• [What to work on]:
[1] In the graph samplers text below, why can the neighbor sampler be seen as an analogy of mini-batch training on graph data? Answer in one to three sentences.
[2] Please quote the graph samplers text below from "Graph samplers" up to and including "of NodeFlow objects).".

Graph samplers

dgl.contrib.sampling.sampler.NeighborSampler(g, batch_size, expand_factor, num_hops=1, neighbor_type='in', node_prob=None, seed_nodes=None, shuffle=False, num_workers=1, prefetch=False, add_self_loop=False)[source]

Create a sampler that samples neighborhood.

It returns a generator of NodeFlow. This can be viewed as an analogy of mini-batch training on graph data – the given graph represents the whole dataset and the returned generator produces mini-batches (in the form of NodeFlow objects).

A NodeFlow grows from sampled nodes. It first samples a set of nodes from the given seed_nodes (or all the nodes if not given), then samples their neighbors and extracts the subgraph. If the number of hops is \(k(>1)\), the process is repeated recursively, with the neighbor nodes just sampled become the new seed nodes. The result is a graph we defined as NodeFlow that contains \(k+1\) layers. The last layer is the initial seed nodes. The sampled neighbor nodes in layer \(i+1\) are in layer \(i\). All the edges are from nodes in layer \(i\) to layer \(i+1\).

• [Given records]:
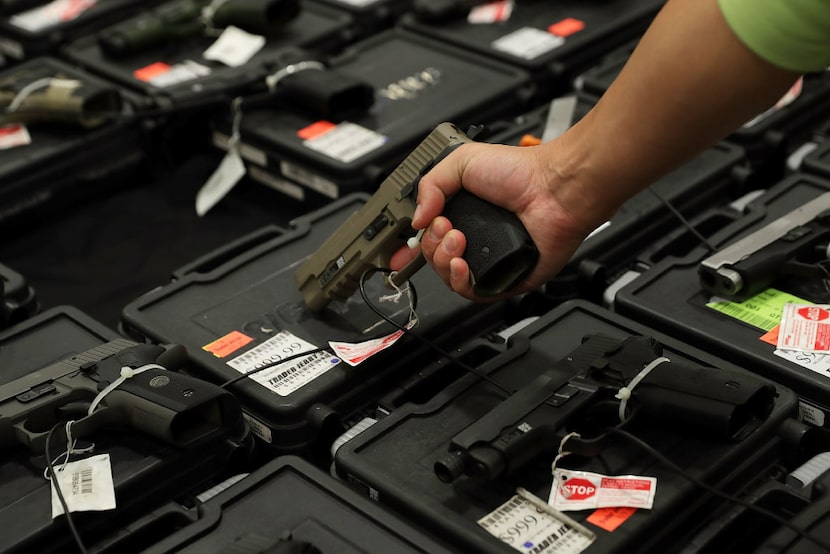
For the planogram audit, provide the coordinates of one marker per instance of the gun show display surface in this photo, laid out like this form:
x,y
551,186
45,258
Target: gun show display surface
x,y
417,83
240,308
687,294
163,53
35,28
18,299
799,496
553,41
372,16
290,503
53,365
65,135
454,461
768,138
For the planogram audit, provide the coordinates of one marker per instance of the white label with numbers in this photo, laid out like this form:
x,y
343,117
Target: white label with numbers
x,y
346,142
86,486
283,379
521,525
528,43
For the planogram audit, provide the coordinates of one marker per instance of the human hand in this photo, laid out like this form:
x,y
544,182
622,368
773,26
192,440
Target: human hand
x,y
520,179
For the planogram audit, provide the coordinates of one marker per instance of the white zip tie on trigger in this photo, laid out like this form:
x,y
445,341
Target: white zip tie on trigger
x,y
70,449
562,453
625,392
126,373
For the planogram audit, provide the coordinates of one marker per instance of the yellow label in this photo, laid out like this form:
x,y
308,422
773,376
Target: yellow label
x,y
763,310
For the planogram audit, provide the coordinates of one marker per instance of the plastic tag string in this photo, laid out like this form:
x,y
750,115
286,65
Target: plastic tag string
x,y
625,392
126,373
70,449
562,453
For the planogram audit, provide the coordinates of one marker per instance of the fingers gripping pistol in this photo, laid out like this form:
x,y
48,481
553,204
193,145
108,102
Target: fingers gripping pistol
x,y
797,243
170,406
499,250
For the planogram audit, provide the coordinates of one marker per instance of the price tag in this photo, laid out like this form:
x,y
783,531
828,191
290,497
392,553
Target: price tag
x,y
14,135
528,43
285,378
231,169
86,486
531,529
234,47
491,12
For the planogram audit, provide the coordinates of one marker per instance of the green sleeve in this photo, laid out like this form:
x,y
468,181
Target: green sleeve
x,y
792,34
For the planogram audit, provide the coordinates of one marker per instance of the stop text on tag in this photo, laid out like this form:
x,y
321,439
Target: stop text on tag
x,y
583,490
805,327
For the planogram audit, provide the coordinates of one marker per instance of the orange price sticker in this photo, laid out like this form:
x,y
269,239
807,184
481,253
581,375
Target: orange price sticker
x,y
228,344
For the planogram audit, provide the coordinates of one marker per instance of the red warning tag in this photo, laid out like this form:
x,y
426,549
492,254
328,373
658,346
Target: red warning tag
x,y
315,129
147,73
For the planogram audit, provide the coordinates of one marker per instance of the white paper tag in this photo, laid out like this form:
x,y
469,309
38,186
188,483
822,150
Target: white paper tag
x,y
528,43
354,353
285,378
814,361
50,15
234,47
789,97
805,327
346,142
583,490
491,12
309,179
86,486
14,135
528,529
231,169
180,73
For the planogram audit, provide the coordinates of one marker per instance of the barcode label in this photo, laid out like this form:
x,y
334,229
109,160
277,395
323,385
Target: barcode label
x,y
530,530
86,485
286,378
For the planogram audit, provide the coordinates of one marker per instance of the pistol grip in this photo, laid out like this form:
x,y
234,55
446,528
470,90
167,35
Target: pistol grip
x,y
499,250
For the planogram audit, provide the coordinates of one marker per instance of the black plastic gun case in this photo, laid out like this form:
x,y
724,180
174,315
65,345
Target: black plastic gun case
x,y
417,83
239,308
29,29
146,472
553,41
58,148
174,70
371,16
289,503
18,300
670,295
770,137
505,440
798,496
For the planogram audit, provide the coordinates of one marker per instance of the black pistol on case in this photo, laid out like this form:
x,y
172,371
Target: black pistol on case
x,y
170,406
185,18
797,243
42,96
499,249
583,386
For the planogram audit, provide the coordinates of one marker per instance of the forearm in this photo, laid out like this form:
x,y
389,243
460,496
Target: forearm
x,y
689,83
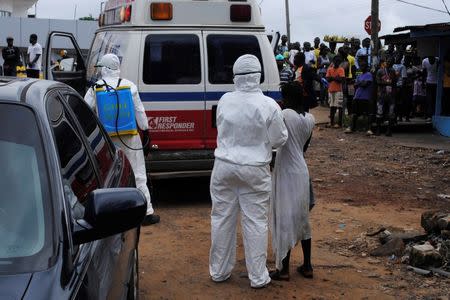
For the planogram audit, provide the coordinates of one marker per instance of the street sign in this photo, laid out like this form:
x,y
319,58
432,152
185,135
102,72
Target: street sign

---

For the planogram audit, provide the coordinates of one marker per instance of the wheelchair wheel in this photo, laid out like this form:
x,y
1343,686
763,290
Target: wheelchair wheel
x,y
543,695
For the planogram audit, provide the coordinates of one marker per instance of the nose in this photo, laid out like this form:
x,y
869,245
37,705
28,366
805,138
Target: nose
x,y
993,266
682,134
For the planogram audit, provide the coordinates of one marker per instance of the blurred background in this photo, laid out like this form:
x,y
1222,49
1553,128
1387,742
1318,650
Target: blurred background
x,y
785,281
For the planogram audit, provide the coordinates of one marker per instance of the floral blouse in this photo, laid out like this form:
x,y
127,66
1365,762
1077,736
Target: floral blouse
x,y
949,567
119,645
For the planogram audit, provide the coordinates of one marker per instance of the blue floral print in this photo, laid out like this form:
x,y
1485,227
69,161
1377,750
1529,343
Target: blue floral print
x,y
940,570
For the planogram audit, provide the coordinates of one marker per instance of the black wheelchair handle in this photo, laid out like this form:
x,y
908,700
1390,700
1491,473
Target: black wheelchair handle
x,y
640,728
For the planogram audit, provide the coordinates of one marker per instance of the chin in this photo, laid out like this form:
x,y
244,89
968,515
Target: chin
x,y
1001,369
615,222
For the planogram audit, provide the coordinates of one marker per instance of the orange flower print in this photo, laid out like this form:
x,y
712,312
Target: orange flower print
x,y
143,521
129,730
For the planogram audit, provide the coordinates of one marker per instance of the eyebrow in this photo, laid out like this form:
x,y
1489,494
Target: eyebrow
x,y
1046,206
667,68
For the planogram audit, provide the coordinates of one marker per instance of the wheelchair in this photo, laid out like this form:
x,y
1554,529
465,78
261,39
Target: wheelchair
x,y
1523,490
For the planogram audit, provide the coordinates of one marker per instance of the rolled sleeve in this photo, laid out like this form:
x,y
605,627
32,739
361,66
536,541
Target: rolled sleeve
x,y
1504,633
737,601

• [Results for each task]:
[1] The given graph plays the role of the whole dataset. The generator the sampler returns produces mini-batches, in the form of NodeFlow objects.

[2]
Graph samplers

dgl.contrib.sampling.sampler.NeighborSampler(g, batch_size, expand_factor, num_hops=1, neighbor_type='in', node_prob=None, seed_nodes=None, shuffle=False, num_workers=1, prefetch=False, add_self_loop=False)[source]

Create a sampler that samples neighborhood.

It returns a generator of NodeFlow. This can be viewed as an analogy of mini-batch training on graph data – the given graph represents the whole dataset and the returned generator produces mini-batches (in the form of NodeFlow objects).